• **Written problem**
Rewrite the data from the start up to and including the line with "158L140 154L132 156L128", with "outline" replaced by "contour" and nothing else changed.

Start of Data to use

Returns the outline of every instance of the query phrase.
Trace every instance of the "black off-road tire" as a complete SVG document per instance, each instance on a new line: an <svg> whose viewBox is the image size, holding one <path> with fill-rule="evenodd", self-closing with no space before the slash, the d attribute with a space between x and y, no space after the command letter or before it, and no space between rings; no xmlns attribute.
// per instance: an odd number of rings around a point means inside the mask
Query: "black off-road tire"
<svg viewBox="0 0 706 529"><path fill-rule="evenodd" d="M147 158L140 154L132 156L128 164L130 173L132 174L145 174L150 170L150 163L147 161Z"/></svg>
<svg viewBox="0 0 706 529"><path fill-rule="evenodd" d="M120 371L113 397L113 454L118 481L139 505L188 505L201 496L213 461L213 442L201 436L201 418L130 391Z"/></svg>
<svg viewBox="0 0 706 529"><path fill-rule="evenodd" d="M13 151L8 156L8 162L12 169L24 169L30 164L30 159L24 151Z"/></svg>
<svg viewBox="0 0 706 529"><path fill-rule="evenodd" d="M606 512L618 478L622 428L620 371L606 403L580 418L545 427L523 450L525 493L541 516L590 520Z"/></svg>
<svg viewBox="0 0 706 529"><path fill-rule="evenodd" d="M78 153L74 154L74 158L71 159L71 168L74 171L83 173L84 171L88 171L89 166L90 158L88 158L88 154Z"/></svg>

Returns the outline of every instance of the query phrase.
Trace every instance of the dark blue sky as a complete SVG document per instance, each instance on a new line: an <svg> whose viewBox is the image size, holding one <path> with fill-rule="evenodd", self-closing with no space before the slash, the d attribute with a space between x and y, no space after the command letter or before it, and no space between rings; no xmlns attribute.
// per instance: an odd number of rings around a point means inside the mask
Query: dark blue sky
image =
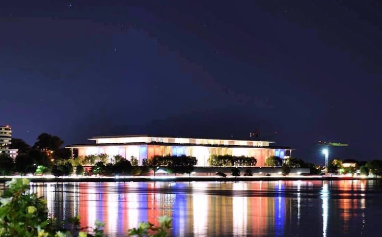
<svg viewBox="0 0 382 237"><path fill-rule="evenodd" d="M31 144L257 129L307 161L319 140L381 159L382 6L290 2L2 3L0 124Z"/></svg>

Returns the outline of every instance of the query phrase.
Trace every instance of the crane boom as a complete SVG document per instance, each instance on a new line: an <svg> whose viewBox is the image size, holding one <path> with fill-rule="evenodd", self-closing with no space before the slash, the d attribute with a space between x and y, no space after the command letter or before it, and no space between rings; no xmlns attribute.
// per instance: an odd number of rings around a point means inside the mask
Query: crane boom
<svg viewBox="0 0 382 237"><path fill-rule="evenodd" d="M338 143L335 142L329 142L328 145L335 146L349 146L349 144L347 143Z"/></svg>

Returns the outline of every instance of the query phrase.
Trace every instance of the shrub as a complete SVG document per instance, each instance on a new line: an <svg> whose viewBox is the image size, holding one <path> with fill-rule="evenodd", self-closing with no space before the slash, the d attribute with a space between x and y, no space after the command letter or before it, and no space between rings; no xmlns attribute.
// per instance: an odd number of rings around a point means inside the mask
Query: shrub
<svg viewBox="0 0 382 237"><path fill-rule="evenodd" d="M231 173L231 175L233 176L240 176L240 170L239 170L239 169L237 168L233 168L232 170L231 170L231 171L232 172L232 173Z"/></svg>
<svg viewBox="0 0 382 237"><path fill-rule="evenodd" d="M252 171L251 170L251 169L247 169L245 170L245 173L244 174L244 176L252 176L253 175L253 174L252 173Z"/></svg>
<svg viewBox="0 0 382 237"><path fill-rule="evenodd" d="M288 175L290 173L290 168L286 164L283 164L281 167L281 172L283 175Z"/></svg>
<svg viewBox="0 0 382 237"><path fill-rule="evenodd" d="M37 169L36 170L35 174L38 175L41 175L42 174L45 174L49 173L49 168L44 166L38 166Z"/></svg>
<svg viewBox="0 0 382 237"><path fill-rule="evenodd" d="M103 227L105 224L96 221L95 227L80 228L79 218L57 223L48 218L46 200L37 197L36 194L30 194L29 180L26 178L14 178L6 182L5 189L0 197L0 236L39 237L104 237ZM171 227L171 219L168 217L159 217L159 226L150 222L141 222L138 228L129 229L128 236L140 237L165 237ZM76 233L64 227L68 222L74 225ZM89 233L89 230L93 234ZM78 231L79 232L77 233Z"/></svg>
<svg viewBox="0 0 382 237"><path fill-rule="evenodd" d="M63 175L62 171L61 171L61 170L59 169L57 165L53 166L53 167L52 168L51 173L56 177L61 176Z"/></svg>
<svg viewBox="0 0 382 237"><path fill-rule="evenodd" d="M134 176L141 174L141 168L138 166L134 166L131 168L131 175Z"/></svg>
<svg viewBox="0 0 382 237"><path fill-rule="evenodd" d="M78 165L75 167L75 174L77 175L83 175L84 174L84 167L81 165Z"/></svg>

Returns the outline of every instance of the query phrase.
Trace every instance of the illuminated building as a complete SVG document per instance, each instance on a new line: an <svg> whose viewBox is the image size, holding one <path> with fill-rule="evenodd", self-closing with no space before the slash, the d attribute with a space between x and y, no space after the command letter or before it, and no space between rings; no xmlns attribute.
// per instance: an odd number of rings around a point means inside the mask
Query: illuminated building
<svg viewBox="0 0 382 237"><path fill-rule="evenodd" d="M283 159L290 156L292 148L270 146L275 142L267 141L210 139L154 137L148 135L93 137L89 139L95 144L72 145L66 147L78 150L78 156L106 154L109 159L119 155L129 159L134 156L142 165L143 159L154 155L185 155L198 160L197 166L209 166L211 155L230 155L254 157L256 167L264 166L265 160L271 156Z"/></svg>
<svg viewBox="0 0 382 237"><path fill-rule="evenodd" d="M9 125L0 126L0 153L5 153L14 159L17 155L17 149L10 148L11 140L11 127Z"/></svg>

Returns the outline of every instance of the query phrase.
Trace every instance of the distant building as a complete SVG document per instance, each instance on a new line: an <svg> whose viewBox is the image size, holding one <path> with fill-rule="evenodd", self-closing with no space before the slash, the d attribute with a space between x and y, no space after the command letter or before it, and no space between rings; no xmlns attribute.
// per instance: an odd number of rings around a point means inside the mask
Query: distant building
<svg viewBox="0 0 382 237"><path fill-rule="evenodd" d="M17 155L17 149L11 149L12 129L9 125L0 126L0 153L5 153L13 159Z"/></svg>
<svg viewBox="0 0 382 237"><path fill-rule="evenodd" d="M154 155L186 155L198 160L197 166L208 167L211 155L231 155L254 157L255 167L264 166L265 160L271 156L283 159L290 156L292 149L289 147L270 146L275 142L267 141L211 139L204 138L171 138L148 135L93 137L89 139L95 144L76 144L66 148L78 150L79 156L106 154L109 159L120 155L130 159L136 157L142 165L143 159ZM73 155L72 155L72 158Z"/></svg>

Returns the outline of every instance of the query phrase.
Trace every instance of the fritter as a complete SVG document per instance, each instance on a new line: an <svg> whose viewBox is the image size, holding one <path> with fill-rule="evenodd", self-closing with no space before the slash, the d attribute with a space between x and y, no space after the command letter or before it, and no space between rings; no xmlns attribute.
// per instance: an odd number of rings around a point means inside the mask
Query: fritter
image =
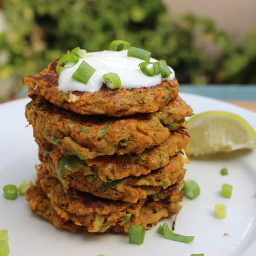
<svg viewBox="0 0 256 256"><path fill-rule="evenodd" d="M76 155L64 155L53 144L39 143L39 156L47 169L54 172L58 169L63 178L80 172L83 176L96 175L106 182L130 175L147 174L152 170L162 167L167 164L170 157L185 148L188 142L188 136L173 131L163 143L141 154L103 156L85 161Z"/></svg>
<svg viewBox="0 0 256 256"><path fill-rule="evenodd" d="M190 108L184 101L185 106L179 108L181 101L183 101L177 99L168 104L172 106L170 108L173 113L173 121L179 120L183 121L189 114ZM183 110L183 107L188 110ZM164 108L156 115L161 117L162 122L165 121L163 116L166 116L165 123L171 126L171 114L167 116L167 113ZM78 147L78 143L85 148L84 153L89 158L114 153L139 154L146 148L162 143L169 134L155 114L137 115L122 119L85 117L37 99L29 104L26 115L33 126L34 136L38 139L43 138L39 142L60 144L63 141L66 147L74 146L74 149ZM181 123L180 126L182 125Z"/></svg>
<svg viewBox="0 0 256 256"><path fill-rule="evenodd" d="M81 227L90 232L128 233L132 224L148 229L161 219L178 213L182 199L182 186L176 183L161 191L160 200L148 197L136 204L113 202L73 189L66 191L57 179L40 172L37 184L31 185L26 194L32 210L71 232ZM123 218L127 214L131 218L126 222Z"/></svg>
<svg viewBox="0 0 256 256"><path fill-rule="evenodd" d="M183 163L183 158L177 155L172 157L164 167L152 171L147 175L129 176L106 182L94 175L84 176L81 172L63 177L59 169L47 170L51 175L59 179L66 189L73 188L103 198L136 203L138 200L158 193L162 189L166 189L183 179L185 172L182 168ZM43 162L42 164L44 167Z"/></svg>
<svg viewBox="0 0 256 256"><path fill-rule="evenodd" d="M132 90L111 90L105 86L94 93L59 90L59 74L55 68L58 60L50 63L39 74L24 77L28 96L42 96L54 104L81 115L105 115L121 116L137 113L157 111L175 99L179 91L176 79L165 80L152 87ZM143 85L141 85L143 86Z"/></svg>

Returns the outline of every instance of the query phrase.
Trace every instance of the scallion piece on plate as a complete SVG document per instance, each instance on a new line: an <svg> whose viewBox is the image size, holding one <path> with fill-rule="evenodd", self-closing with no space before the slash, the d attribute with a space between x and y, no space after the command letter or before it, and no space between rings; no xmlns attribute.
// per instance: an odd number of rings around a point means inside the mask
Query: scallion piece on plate
<svg viewBox="0 0 256 256"><path fill-rule="evenodd" d="M222 203L216 203L215 206L214 214L218 219L224 219L227 216L226 205Z"/></svg>
<svg viewBox="0 0 256 256"><path fill-rule="evenodd" d="M160 73L159 66L155 62L145 61L139 65L142 73L148 76L153 76Z"/></svg>
<svg viewBox="0 0 256 256"><path fill-rule="evenodd" d="M127 56L137 58L145 61L149 61L151 56L151 53L143 49L131 47L127 52Z"/></svg>
<svg viewBox="0 0 256 256"><path fill-rule="evenodd" d="M7 200L15 200L18 197L17 187L15 185L6 185L3 189L4 196Z"/></svg>
<svg viewBox="0 0 256 256"><path fill-rule="evenodd" d="M130 213L128 213L124 217L123 220L125 222L128 222L131 219L132 215Z"/></svg>
<svg viewBox="0 0 256 256"><path fill-rule="evenodd" d="M83 61L73 74L72 78L86 84L95 71L96 69L94 67Z"/></svg>
<svg viewBox="0 0 256 256"><path fill-rule="evenodd" d="M172 73L170 68L168 67L165 60L161 60L157 63L159 65L160 72L161 73L162 77L168 77Z"/></svg>
<svg viewBox="0 0 256 256"><path fill-rule="evenodd" d="M103 75L104 83L111 90L115 90L121 87L121 80L116 73L110 72Z"/></svg>
<svg viewBox="0 0 256 256"><path fill-rule="evenodd" d="M4 240L0 240L0 256L7 256L9 253L8 243Z"/></svg>
<svg viewBox="0 0 256 256"><path fill-rule="evenodd" d="M71 54L74 54L80 58L85 58L88 56L87 51L83 49L80 49L79 47L76 47L73 49L71 52Z"/></svg>
<svg viewBox="0 0 256 256"><path fill-rule="evenodd" d="M229 184L224 183L222 186L221 195L225 198L231 198L233 186Z"/></svg>
<svg viewBox="0 0 256 256"><path fill-rule="evenodd" d="M158 228L158 233L163 235L164 237L169 240L180 242L182 243L189 243L194 240L194 236L183 236L174 233L170 229L167 222L162 225L162 228Z"/></svg>
<svg viewBox="0 0 256 256"><path fill-rule="evenodd" d="M23 182L18 188L18 192L21 195L25 195L27 189L29 188L29 183L27 182Z"/></svg>
<svg viewBox="0 0 256 256"><path fill-rule="evenodd" d="M2 229L0 230L0 240L4 240L6 242L6 243L9 242L8 230L7 229Z"/></svg>
<svg viewBox="0 0 256 256"><path fill-rule="evenodd" d="M141 244L145 238L145 229L140 225L131 225L129 230L129 242Z"/></svg>
<svg viewBox="0 0 256 256"><path fill-rule="evenodd" d="M59 73L64 68L68 68L75 65L79 60L79 57L74 54L65 54L59 60L56 66L56 72Z"/></svg>
<svg viewBox="0 0 256 256"><path fill-rule="evenodd" d="M122 51L128 50L131 47L131 44L129 42L123 40L114 40L110 43L109 50L110 51Z"/></svg>
<svg viewBox="0 0 256 256"><path fill-rule="evenodd" d="M184 189L184 195L189 199L195 199L200 194L200 188L198 184L194 180L186 181Z"/></svg>
<svg viewBox="0 0 256 256"><path fill-rule="evenodd" d="M222 168L221 170L221 174L222 175L228 175L229 174L229 171L228 171L228 168Z"/></svg>

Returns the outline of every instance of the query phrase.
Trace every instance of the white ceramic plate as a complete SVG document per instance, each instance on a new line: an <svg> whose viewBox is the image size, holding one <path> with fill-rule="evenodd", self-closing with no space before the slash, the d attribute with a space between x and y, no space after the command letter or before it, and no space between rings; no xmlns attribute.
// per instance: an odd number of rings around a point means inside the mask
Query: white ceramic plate
<svg viewBox="0 0 256 256"><path fill-rule="evenodd" d="M219 101L181 94L196 114L210 110L235 113L243 116L256 130L256 114ZM0 105L0 188L8 183L19 185L36 179L34 166L38 162L37 146L31 127L26 128L22 99ZM221 168L229 174L222 176ZM201 194L196 199L184 199L178 215L175 232L194 235L186 244L164 239L155 227L146 232L141 245L128 243L126 235L98 236L81 232L71 234L59 230L29 209L25 198L5 200L0 192L0 229L9 231L10 256L254 256L256 254L256 150L222 154L208 159L194 160L186 166L186 179L199 184ZM220 195L221 185L233 185L230 199ZM214 216L215 203L226 204L228 216ZM161 222L172 221L167 219ZM229 236L223 236L224 233Z"/></svg>

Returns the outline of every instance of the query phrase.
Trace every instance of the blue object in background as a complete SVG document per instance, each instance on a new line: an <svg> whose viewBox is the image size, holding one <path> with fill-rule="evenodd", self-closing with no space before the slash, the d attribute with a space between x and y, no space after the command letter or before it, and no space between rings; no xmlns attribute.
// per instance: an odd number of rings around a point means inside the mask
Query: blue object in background
<svg viewBox="0 0 256 256"><path fill-rule="evenodd" d="M255 85L180 85L180 91L218 100L256 101Z"/></svg>

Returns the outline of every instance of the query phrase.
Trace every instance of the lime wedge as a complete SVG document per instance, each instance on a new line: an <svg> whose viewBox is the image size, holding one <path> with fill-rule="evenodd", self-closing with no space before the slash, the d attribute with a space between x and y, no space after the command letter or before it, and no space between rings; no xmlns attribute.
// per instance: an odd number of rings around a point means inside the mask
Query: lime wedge
<svg viewBox="0 0 256 256"><path fill-rule="evenodd" d="M242 117L224 111L197 115L188 122L190 154L195 156L256 147L256 133Z"/></svg>

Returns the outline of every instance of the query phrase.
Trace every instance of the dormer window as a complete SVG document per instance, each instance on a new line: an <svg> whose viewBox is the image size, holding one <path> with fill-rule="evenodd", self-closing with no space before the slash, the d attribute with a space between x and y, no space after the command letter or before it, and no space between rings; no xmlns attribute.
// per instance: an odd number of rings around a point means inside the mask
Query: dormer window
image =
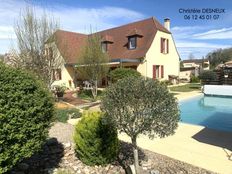
<svg viewBox="0 0 232 174"><path fill-rule="evenodd" d="M101 43L101 49L102 49L103 53L107 52L107 42L102 42Z"/></svg>
<svg viewBox="0 0 232 174"><path fill-rule="evenodd" d="M133 49L136 49L136 46L137 46L137 39L136 37L129 37L128 38L128 42L129 42L129 49L130 50L133 50Z"/></svg>
<svg viewBox="0 0 232 174"><path fill-rule="evenodd" d="M138 46L137 39L142 38L143 34L141 30L134 28L130 30L126 36L128 37L128 49L133 50L133 49L136 49Z"/></svg>
<svg viewBox="0 0 232 174"><path fill-rule="evenodd" d="M110 44L113 44L114 41L113 41L113 38L109 35L105 35L102 37L101 39L101 49L102 49L102 52L103 53L106 53L109 49L109 45Z"/></svg>

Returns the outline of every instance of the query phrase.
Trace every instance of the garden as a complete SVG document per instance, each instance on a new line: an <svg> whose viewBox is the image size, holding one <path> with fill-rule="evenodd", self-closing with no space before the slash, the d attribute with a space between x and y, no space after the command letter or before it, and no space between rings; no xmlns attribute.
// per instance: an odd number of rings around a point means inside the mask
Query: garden
<svg viewBox="0 0 232 174"><path fill-rule="evenodd" d="M165 137L177 127L176 100L158 81L122 78L103 92L101 111L83 111L64 102L54 108L52 95L28 72L3 64L0 71L1 173L206 172L137 146L138 134ZM120 132L131 143L119 140Z"/></svg>

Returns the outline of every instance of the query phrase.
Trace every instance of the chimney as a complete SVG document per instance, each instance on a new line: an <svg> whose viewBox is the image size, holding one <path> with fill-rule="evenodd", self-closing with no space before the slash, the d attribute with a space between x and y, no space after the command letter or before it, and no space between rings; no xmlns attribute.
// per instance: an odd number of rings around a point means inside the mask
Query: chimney
<svg viewBox="0 0 232 174"><path fill-rule="evenodd" d="M164 28L170 31L170 19L169 18L164 19Z"/></svg>

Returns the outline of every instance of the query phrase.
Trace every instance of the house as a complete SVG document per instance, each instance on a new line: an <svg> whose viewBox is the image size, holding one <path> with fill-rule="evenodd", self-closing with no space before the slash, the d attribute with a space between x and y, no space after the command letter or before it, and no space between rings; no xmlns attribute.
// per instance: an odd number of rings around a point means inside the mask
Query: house
<svg viewBox="0 0 232 174"><path fill-rule="evenodd" d="M179 54L170 32L170 19L164 26L154 17L100 31L103 51L110 57L111 69L117 67L134 68L143 76L168 80L179 76ZM65 84L74 88L79 78L75 65L83 45L90 35L58 30L56 42L47 44L48 54L57 51L64 64L54 70L55 84Z"/></svg>
<svg viewBox="0 0 232 174"><path fill-rule="evenodd" d="M181 63L179 78L186 81L190 81L191 76L198 77L200 72L210 68L208 59L189 59L183 60Z"/></svg>

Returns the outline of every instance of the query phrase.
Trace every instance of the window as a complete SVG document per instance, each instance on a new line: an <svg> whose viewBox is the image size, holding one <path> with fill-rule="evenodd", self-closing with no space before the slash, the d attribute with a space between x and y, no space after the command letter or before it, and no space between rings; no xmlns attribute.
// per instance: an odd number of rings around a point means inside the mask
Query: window
<svg viewBox="0 0 232 174"><path fill-rule="evenodd" d="M160 52L163 54L169 53L169 41L168 41L168 39L165 39L165 38L160 39Z"/></svg>
<svg viewBox="0 0 232 174"><path fill-rule="evenodd" d="M164 78L164 66L153 65L153 79Z"/></svg>
<svg viewBox="0 0 232 174"><path fill-rule="evenodd" d="M49 58L53 58L53 50L52 50L52 47L49 47L48 55L49 55Z"/></svg>
<svg viewBox="0 0 232 174"><path fill-rule="evenodd" d="M128 40L129 40L129 49L130 50L135 49L136 46L137 46L137 43L136 43L137 39L136 39L136 37L129 37Z"/></svg>
<svg viewBox="0 0 232 174"><path fill-rule="evenodd" d="M53 70L53 80L62 80L61 69L54 69Z"/></svg>
<svg viewBox="0 0 232 174"><path fill-rule="evenodd" d="M102 42L102 43L101 43L101 47L102 47L102 52L103 52L103 53L107 52L107 49L108 49L108 48L107 48L107 43L106 43L106 42Z"/></svg>

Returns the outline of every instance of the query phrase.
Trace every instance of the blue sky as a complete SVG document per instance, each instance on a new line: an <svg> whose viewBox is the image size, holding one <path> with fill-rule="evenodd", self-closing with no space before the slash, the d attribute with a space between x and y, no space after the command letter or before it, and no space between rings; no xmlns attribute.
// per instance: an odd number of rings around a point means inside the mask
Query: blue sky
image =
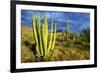
<svg viewBox="0 0 100 73"><path fill-rule="evenodd" d="M32 13L37 18L40 13L41 22L43 23L44 13L47 15L49 29L52 17L57 26L57 30L66 30L66 17L68 16L68 28L72 32L80 32L83 28L90 27L90 13L82 12L55 12L55 11L33 11L21 10L21 25L32 26Z"/></svg>

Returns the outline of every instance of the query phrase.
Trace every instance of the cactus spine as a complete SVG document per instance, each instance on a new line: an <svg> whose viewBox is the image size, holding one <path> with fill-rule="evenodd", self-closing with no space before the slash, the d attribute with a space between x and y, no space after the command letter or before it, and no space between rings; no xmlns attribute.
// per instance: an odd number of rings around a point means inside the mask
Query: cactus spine
<svg viewBox="0 0 100 73"><path fill-rule="evenodd" d="M35 22L34 14L32 15L32 27L33 27L33 36L36 44L36 53L39 57L47 57L50 54L50 51L54 49L55 40L56 40L56 24L54 25L52 18L50 40L48 41L48 22L46 14L44 14L44 22L41 26L41 18L39 13L37 14L37 22ZM54 30L54 33L52 32Z"/></svg>

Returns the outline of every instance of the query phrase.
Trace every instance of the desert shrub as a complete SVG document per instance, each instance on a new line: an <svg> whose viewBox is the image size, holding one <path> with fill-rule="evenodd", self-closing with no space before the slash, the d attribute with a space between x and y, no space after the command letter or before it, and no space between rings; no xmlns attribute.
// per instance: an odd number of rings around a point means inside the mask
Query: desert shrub
<svg viewBox="0 0 100 73"><path fill-rule="evenodd" d="M26 63L26 62L34 62L34 61L35 61L35 56L34 56L33 52L29 48L22 46L21 62Z"/></svg>

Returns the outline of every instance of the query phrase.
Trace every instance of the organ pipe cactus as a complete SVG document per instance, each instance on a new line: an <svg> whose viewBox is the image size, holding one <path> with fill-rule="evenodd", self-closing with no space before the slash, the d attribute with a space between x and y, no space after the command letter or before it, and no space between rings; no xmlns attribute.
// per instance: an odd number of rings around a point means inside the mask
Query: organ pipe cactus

End of Data to use

• **Expected answer**
Returns the contour of every instance of the query phrase.
Trace every instance of the "black off-road tire" as a complete SVG document per instance, each instance on a new line: an <svg> whose viewBox is the image size, holding one <path> with fill-rule="evenodd", self-closing with no space before the slash, the d attribute with a space between x and y, no space after the command letter or before it, and no space between rings; no xmlns attribute.
// per instance: an odd number of rings around a point means inside the mask
Query: "black off-road tire"
<svg viewBox="0 0 706 529"><path fill-rule="evenodd" d="M147 158L140 154L132 156L128 164L130 173L132 174L145 174L150 170L150 163L147 161Z"/></svg>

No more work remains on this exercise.